+++ Input rows +++

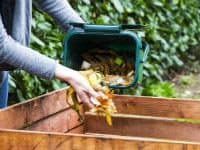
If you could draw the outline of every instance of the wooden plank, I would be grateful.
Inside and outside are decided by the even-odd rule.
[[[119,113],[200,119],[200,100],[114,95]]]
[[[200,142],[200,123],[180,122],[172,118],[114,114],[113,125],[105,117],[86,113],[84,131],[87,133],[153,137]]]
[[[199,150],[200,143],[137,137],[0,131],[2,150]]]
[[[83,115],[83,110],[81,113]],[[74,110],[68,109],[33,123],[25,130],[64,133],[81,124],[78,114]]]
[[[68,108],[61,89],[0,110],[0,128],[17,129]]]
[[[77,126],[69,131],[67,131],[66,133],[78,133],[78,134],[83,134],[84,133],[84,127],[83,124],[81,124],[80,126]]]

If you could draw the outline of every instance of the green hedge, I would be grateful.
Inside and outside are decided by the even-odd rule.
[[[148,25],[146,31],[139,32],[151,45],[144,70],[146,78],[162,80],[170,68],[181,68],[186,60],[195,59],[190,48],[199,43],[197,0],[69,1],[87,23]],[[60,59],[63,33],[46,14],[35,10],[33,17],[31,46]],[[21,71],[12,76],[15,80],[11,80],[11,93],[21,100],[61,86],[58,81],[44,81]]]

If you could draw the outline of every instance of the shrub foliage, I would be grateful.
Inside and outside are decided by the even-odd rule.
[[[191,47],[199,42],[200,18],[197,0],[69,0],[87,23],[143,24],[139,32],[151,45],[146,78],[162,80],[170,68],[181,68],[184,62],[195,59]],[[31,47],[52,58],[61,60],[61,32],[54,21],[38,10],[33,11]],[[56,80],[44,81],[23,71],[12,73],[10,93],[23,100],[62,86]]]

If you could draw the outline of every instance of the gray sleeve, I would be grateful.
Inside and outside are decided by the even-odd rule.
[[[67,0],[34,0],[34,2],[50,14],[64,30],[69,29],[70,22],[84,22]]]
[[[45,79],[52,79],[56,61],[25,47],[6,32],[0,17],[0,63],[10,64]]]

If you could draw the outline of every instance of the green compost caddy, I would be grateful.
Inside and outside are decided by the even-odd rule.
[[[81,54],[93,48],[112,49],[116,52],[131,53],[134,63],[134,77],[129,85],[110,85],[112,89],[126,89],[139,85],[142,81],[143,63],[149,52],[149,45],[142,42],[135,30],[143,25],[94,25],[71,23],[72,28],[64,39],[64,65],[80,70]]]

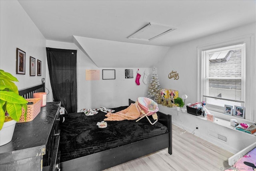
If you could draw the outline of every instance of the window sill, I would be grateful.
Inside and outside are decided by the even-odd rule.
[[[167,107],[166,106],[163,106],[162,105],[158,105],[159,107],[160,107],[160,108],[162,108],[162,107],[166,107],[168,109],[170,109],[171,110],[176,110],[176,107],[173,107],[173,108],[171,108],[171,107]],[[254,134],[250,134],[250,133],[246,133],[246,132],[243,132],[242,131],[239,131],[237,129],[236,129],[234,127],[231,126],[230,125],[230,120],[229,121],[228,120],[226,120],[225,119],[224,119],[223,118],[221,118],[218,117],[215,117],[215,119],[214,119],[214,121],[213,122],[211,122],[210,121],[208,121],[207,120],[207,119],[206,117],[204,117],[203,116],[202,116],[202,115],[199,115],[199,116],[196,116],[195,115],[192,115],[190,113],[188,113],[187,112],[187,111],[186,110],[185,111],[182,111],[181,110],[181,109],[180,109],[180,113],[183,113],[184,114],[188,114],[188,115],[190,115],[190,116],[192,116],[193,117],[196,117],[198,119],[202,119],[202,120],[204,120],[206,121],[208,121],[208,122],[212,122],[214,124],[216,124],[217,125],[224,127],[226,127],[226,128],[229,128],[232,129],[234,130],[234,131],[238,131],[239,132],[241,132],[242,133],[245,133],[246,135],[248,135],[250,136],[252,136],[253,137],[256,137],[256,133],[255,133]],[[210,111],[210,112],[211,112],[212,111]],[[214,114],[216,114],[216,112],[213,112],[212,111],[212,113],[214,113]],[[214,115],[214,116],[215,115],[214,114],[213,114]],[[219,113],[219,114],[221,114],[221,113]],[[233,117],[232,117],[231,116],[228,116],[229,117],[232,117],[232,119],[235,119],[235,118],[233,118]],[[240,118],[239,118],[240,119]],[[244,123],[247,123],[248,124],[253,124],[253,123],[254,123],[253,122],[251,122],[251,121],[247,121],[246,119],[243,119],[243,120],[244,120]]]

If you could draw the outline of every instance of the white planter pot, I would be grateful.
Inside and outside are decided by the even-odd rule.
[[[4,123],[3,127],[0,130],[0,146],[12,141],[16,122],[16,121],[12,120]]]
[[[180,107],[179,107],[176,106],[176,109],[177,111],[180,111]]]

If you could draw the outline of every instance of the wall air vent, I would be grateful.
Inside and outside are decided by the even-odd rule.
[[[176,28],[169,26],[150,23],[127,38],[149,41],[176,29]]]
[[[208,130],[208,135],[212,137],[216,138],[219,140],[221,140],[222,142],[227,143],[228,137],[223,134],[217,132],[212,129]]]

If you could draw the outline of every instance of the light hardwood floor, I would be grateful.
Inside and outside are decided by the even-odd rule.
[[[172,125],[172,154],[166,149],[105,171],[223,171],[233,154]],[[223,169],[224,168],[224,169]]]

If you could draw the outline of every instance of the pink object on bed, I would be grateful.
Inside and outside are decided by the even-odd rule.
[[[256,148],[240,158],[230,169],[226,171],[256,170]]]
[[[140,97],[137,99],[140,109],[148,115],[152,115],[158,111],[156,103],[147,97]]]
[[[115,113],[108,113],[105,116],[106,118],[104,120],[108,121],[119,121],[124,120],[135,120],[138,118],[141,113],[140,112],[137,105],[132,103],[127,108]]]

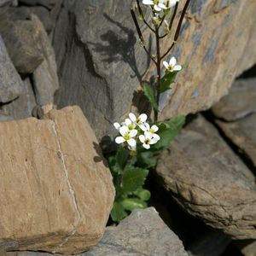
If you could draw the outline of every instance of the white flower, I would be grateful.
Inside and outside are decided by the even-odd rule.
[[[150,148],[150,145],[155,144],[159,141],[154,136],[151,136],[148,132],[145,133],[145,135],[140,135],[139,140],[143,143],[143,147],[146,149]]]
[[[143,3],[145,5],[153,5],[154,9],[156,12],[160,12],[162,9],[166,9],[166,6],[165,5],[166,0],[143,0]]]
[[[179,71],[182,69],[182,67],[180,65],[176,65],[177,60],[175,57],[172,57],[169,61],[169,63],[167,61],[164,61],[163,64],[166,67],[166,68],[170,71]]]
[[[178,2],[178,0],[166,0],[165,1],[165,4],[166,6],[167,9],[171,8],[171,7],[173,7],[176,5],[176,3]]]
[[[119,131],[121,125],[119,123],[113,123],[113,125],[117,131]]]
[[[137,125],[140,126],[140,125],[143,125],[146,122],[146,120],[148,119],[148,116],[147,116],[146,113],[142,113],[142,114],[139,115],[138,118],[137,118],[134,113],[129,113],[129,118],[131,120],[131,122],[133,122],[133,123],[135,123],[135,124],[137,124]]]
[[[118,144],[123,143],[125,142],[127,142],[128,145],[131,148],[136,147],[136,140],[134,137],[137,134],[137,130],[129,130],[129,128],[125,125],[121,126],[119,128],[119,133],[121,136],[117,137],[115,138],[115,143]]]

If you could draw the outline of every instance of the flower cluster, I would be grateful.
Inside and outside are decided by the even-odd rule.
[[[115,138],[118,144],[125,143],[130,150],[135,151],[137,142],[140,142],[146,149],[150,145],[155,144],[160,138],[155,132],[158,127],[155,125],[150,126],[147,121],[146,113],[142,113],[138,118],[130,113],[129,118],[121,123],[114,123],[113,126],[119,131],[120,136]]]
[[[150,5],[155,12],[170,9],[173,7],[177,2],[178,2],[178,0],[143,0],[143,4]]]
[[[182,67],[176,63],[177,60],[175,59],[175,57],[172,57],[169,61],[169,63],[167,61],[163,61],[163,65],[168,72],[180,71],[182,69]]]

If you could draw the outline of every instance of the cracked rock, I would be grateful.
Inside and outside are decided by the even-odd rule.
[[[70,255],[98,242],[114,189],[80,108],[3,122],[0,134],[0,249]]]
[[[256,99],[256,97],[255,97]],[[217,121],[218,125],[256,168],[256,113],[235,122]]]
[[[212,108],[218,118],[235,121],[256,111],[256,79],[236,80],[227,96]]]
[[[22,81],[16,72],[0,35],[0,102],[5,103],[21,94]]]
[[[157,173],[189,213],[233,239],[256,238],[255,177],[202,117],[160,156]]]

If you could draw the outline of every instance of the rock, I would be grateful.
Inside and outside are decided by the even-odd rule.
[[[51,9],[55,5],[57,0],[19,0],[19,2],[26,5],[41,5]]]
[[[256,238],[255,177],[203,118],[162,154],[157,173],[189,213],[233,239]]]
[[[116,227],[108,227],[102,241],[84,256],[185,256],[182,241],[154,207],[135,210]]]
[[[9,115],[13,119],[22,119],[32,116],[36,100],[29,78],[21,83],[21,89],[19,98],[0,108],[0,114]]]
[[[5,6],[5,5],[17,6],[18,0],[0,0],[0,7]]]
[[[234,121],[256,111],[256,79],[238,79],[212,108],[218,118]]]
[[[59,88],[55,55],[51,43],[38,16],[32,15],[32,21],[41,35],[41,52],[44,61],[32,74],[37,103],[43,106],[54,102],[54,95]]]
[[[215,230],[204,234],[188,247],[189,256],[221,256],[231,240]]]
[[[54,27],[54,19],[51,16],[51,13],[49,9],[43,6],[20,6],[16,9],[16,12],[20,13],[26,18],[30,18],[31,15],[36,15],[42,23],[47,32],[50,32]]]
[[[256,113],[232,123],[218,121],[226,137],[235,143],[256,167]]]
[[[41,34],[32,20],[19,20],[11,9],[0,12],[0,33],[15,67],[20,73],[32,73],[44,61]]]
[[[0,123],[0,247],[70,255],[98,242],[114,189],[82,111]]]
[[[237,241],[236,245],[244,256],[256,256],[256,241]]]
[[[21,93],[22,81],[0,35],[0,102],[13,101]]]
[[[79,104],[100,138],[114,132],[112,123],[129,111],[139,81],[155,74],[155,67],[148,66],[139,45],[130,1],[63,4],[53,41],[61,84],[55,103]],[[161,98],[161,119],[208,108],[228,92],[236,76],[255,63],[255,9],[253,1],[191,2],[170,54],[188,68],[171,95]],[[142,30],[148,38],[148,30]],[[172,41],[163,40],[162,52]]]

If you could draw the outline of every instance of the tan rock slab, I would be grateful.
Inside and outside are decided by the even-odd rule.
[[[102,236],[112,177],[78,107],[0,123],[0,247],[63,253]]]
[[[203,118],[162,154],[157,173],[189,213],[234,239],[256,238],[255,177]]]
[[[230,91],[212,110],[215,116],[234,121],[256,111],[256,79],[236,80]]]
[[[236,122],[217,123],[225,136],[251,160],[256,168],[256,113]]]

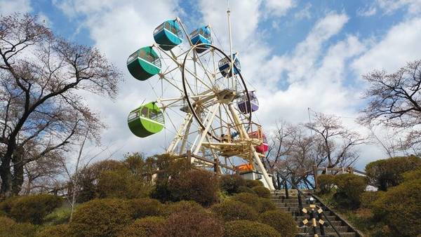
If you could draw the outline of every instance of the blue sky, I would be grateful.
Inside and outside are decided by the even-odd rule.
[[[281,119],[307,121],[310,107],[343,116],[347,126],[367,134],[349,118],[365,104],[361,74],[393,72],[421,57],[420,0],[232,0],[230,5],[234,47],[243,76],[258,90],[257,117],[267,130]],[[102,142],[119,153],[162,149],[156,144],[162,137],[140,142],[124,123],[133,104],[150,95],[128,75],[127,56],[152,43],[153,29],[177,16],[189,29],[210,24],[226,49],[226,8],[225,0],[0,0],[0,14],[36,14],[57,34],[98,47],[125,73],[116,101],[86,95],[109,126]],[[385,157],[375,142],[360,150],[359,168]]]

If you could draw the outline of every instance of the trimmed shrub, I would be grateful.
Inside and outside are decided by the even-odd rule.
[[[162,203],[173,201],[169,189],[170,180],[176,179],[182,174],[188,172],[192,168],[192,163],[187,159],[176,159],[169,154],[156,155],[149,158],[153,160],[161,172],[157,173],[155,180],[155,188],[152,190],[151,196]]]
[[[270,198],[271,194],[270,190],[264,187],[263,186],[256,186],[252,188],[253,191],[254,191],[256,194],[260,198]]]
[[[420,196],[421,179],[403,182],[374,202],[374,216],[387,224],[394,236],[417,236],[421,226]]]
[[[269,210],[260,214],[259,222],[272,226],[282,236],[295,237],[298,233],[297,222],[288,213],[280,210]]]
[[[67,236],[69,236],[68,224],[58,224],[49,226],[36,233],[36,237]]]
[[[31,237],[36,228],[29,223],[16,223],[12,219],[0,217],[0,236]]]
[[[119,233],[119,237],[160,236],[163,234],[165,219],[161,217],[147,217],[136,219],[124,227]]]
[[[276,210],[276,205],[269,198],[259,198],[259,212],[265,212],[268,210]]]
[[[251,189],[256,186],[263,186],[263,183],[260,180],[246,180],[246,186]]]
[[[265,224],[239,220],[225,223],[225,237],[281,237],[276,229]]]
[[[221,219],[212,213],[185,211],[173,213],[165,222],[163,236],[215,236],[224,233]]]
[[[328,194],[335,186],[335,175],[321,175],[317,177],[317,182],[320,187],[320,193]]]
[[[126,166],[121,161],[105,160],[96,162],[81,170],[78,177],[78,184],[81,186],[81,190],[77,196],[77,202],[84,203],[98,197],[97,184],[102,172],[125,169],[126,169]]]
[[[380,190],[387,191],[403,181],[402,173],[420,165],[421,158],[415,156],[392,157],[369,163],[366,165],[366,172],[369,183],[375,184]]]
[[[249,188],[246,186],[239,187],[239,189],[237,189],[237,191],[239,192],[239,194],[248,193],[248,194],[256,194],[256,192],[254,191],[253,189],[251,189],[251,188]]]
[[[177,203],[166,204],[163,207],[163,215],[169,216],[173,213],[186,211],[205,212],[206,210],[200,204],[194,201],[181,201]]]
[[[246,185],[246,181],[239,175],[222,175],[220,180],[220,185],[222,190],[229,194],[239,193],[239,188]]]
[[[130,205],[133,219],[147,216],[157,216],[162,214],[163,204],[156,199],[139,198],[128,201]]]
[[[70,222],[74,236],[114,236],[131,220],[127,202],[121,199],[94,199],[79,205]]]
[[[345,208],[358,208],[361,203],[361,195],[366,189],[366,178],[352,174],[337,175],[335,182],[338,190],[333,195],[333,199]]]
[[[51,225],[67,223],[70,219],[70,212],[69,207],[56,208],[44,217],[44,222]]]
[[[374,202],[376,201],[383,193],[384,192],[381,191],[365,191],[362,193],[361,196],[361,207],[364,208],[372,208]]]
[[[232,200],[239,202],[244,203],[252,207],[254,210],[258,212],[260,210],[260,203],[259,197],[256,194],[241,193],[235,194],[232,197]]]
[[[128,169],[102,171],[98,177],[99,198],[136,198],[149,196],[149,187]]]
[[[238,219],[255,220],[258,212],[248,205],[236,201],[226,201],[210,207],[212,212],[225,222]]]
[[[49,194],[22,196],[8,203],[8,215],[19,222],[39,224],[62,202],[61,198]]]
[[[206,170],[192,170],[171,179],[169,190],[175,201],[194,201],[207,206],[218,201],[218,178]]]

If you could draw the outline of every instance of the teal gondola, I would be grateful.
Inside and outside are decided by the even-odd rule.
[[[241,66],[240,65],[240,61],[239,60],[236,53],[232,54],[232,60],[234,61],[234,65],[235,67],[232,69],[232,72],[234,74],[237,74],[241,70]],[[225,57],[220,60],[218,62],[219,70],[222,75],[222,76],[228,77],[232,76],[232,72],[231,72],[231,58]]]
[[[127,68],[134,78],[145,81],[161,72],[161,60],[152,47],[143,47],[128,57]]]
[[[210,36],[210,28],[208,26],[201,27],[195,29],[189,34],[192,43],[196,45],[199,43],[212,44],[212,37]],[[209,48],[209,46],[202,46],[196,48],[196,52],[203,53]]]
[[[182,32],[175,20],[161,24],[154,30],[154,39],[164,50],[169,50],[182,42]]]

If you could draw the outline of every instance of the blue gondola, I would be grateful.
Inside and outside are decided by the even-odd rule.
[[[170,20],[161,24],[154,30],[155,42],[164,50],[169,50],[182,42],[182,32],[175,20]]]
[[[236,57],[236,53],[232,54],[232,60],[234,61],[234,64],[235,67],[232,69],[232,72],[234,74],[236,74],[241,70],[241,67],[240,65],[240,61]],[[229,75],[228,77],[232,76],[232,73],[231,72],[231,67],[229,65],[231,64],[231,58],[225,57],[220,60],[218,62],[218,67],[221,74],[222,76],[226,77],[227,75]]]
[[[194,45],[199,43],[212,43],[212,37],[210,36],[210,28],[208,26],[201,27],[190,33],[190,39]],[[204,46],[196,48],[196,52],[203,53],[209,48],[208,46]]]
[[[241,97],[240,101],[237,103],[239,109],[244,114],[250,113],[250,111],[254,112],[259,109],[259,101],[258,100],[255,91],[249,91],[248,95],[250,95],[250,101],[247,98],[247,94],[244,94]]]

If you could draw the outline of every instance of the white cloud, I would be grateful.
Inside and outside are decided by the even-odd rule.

+++

[Problem to solve]:
Reproduce the lines of the records word for word, starting at the beginning and ending with the line that contains "[[[199,150],[200,143],[137,137],[0,131],[2,150]]]", including that line. Leave out the pictures.

[The reply]:
If you could draw the outline of every instance of the wooden plank, I would be grateful.
Inside and outside are decided by the even-odd rule.
[[[119,113],[200,119],[200,100],[114,95]]]
[[[200,142],[200,123],[180,122],[172,118],[114,114],[113,125],[105,117],[86,113],[84,131],[87,133],[153,137]]]
[[[199,150],[200,143],[137,137],[0,131],[2,150]]]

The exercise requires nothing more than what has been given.